| What is asked |
Format the listing below as a numbered list with one line per item, omitting any blank lines.

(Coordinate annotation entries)

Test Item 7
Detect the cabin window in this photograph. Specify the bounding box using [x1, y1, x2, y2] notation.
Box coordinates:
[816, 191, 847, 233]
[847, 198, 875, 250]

| Correct answer |
1. Test Item 7
2. Detect the cabin window in this photograph. Specify the bounding box using [x1, y1, x2, y2] notation.
3. Box coordinates:
4. [816, 191, 847, 233]
5. [847, 198, 875, 250]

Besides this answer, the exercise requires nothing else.